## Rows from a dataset
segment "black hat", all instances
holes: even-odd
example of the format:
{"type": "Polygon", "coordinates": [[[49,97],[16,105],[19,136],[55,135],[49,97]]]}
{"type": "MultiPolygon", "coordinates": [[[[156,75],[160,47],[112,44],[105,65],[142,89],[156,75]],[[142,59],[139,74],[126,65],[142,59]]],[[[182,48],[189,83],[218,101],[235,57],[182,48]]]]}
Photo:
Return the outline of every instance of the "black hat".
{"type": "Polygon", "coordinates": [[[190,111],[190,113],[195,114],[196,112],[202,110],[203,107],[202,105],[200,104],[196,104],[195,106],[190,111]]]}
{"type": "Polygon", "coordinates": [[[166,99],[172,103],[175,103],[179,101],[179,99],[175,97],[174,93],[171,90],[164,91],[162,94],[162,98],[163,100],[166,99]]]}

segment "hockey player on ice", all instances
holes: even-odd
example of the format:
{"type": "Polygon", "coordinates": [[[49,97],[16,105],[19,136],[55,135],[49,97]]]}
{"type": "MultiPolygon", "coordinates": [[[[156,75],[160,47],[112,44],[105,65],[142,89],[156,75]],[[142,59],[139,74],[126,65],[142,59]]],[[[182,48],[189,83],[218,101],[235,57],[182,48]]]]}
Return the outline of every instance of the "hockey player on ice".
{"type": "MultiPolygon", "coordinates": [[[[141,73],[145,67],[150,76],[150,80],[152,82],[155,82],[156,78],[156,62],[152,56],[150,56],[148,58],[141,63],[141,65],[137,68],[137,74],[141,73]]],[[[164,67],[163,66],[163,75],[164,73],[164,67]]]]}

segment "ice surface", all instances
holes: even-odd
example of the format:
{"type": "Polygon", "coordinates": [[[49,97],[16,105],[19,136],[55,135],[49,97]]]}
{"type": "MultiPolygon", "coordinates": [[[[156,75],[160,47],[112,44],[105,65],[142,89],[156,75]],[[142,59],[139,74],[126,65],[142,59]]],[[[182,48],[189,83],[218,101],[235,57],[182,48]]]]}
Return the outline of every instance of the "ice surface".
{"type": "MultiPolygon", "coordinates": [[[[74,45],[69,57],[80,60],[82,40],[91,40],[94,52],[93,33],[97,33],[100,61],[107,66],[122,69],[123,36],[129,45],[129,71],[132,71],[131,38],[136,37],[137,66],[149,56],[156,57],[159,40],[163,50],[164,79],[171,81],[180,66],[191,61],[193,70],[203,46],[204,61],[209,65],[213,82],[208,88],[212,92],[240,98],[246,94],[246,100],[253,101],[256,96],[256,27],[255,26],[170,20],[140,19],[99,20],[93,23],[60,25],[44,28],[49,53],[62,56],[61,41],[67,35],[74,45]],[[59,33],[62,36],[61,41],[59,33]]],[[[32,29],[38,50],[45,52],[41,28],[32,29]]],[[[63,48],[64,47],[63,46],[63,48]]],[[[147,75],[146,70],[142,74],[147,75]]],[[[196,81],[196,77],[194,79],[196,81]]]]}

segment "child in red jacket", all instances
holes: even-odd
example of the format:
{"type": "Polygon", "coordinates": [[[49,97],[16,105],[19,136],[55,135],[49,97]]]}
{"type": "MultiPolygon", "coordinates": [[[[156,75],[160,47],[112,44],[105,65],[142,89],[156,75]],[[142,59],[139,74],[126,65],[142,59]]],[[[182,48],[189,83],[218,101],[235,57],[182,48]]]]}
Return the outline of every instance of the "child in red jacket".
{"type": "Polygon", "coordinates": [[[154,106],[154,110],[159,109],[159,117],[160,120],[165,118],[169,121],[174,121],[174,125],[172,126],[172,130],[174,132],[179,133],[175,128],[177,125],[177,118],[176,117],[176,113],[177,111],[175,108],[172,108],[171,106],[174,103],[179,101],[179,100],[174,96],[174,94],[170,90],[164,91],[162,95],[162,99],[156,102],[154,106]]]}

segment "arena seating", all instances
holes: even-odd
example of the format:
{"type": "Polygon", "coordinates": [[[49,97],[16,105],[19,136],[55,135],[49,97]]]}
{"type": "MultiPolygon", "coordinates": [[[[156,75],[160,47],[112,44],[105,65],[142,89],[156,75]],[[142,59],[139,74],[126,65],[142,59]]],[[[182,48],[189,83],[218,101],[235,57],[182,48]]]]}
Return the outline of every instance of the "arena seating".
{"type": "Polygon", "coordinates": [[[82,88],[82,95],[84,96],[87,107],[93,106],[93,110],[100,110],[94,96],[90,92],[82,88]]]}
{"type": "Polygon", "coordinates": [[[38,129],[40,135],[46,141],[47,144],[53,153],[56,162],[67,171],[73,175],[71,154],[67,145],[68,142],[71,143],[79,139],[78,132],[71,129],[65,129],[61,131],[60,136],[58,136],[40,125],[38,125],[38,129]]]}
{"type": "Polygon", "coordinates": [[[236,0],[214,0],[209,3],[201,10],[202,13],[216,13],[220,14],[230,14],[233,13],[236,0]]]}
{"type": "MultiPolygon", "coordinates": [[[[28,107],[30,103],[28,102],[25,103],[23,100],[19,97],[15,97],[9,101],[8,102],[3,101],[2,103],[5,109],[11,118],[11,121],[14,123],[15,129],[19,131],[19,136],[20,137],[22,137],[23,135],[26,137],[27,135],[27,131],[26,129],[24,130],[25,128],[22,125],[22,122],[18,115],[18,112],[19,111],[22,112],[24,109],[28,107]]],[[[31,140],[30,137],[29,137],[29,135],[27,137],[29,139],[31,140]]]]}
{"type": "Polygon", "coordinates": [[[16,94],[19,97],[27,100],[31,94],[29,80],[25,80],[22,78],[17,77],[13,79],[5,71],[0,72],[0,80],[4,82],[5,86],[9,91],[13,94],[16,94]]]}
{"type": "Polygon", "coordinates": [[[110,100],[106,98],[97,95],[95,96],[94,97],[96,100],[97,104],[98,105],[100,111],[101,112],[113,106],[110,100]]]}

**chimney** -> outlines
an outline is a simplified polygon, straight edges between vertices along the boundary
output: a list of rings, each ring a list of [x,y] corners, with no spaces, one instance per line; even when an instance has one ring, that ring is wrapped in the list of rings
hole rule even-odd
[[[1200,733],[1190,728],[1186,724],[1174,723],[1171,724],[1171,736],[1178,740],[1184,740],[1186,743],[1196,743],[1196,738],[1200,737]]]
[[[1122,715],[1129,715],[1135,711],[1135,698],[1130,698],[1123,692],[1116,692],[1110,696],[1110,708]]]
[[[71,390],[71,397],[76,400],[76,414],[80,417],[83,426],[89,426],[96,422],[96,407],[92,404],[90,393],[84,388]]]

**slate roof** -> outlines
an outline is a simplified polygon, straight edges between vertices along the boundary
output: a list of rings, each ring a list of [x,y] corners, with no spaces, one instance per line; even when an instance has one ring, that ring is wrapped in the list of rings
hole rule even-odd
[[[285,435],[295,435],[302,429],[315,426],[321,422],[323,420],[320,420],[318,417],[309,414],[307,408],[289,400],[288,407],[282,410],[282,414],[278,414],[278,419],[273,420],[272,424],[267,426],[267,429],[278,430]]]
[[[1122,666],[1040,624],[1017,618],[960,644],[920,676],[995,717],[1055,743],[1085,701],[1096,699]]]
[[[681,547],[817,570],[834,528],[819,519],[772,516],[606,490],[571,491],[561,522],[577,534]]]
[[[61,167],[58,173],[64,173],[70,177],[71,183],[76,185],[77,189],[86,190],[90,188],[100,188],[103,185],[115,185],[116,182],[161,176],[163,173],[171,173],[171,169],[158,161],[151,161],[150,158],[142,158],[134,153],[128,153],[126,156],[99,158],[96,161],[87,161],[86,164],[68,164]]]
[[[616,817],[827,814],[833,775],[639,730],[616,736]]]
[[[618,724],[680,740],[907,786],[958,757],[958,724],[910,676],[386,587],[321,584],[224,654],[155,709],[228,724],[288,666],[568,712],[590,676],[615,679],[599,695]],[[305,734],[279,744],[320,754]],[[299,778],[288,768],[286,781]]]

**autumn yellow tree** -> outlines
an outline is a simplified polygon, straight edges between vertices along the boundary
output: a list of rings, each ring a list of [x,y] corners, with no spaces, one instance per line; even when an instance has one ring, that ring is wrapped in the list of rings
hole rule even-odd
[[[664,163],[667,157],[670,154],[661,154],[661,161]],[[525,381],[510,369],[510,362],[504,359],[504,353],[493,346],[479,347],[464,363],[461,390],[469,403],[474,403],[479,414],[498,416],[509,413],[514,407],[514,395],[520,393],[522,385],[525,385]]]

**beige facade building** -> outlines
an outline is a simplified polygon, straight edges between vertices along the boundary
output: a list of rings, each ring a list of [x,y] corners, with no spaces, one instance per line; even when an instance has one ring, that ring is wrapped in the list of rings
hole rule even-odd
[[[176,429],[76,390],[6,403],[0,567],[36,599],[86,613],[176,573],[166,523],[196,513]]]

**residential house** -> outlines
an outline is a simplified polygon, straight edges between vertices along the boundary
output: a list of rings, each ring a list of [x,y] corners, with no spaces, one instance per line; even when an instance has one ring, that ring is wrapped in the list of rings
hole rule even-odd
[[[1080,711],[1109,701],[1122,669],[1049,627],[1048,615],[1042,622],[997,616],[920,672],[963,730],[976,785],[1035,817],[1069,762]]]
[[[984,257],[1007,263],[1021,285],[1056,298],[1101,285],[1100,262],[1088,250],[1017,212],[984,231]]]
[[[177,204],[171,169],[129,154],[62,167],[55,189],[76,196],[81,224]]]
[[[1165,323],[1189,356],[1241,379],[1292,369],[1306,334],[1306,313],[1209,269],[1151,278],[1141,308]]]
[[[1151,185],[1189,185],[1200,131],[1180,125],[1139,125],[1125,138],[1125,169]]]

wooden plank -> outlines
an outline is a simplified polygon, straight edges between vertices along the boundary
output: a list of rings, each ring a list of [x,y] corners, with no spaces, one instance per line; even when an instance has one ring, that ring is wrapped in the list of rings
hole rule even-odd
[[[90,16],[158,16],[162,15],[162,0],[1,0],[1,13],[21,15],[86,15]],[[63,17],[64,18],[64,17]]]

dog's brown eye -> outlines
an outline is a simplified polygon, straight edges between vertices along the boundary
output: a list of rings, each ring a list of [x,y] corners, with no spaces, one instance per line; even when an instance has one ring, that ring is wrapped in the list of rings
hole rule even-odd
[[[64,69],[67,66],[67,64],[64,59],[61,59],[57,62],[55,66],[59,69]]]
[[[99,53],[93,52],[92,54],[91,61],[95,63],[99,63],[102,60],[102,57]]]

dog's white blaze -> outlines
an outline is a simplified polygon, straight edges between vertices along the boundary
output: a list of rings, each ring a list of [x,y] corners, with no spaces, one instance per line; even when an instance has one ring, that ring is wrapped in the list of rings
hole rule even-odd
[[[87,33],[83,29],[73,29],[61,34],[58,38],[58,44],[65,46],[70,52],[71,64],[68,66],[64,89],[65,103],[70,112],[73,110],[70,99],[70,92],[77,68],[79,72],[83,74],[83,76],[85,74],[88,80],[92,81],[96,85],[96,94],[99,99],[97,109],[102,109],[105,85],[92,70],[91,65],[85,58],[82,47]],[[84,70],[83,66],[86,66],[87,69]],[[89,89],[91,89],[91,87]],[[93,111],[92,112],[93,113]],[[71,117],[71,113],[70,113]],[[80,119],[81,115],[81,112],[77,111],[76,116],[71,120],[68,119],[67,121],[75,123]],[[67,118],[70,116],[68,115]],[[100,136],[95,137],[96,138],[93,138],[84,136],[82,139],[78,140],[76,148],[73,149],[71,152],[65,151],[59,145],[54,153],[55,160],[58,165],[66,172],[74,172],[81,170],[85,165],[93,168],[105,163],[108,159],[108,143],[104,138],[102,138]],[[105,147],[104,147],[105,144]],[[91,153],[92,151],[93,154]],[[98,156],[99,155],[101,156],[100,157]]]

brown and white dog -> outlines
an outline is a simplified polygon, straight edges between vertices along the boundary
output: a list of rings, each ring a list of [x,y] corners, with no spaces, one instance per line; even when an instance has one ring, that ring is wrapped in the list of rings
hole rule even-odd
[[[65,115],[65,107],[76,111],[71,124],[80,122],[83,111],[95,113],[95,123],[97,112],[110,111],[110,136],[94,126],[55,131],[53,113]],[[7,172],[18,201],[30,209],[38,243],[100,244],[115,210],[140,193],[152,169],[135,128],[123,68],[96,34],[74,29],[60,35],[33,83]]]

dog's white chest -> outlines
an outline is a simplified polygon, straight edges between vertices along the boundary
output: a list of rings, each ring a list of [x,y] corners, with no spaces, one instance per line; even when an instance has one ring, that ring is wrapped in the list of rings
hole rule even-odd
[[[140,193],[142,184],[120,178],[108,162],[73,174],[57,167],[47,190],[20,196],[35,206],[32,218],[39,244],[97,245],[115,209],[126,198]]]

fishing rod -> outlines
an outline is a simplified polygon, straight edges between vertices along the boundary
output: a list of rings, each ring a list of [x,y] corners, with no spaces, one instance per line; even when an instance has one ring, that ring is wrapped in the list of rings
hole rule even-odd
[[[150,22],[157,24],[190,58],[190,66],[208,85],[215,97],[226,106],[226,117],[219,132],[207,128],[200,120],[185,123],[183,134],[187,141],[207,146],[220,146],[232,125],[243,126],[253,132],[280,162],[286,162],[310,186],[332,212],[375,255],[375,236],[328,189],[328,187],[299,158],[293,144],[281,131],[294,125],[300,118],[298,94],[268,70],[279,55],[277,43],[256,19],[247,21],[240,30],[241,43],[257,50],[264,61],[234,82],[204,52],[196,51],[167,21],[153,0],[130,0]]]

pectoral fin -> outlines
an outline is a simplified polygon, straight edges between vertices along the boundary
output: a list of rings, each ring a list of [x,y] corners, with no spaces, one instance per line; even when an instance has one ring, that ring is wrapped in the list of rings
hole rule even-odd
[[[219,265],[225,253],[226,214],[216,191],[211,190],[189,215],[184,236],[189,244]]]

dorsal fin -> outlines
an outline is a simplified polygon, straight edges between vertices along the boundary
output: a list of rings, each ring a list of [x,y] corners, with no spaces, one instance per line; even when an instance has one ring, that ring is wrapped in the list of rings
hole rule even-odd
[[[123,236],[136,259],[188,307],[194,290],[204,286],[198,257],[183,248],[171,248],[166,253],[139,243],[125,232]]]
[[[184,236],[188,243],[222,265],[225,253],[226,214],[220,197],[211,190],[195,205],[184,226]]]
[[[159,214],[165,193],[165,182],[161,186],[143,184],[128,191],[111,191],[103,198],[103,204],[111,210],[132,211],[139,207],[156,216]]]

## What you are asked to do
Take the lines from the one containing "pectoral fin -> outlines" to the last line of the material above and write them out exactly.

## Written solution
pectoral fin -> outlines
an outline is a simplified polygon, straight edges between vertices along the boundary
output: a list of rings, each ring a list of [x,y] corners, with no spaces, one instance per line; even when an instance has one ring, that ring is wrapped in the list of rings
hole rule even-odd
[[[219,265],[225,253],[226,214],[216,191],[211,190],[189,215],[184,236],[189,244]]]

dorsal fin -> outlines
an outline is a simplified polygon, straight edges between vertices along the boundary
output: a list of rings, each ring a list of [x,y] corners, with no spaces, one instance per line; even when an instance has one ring, that ring is wrapped in the list of rings
hole rule even-odd
[[[123,236],[136,259],[188,307],[194,290],[204,286],[198,257],[183,248],[171,248],[166,253],[139,243],[125,232]]]
[[[184,236],[188,243],[222,265],[225,253],[226,214],[220,197],[211,190],[195,205],[184,226]]]
[[[159,214],[165,193],[165,182],[161,186],[143,184],[128,191],[111,191],[103,198],[103,204],[111,210],[132,211],[139,207],[156,216]]]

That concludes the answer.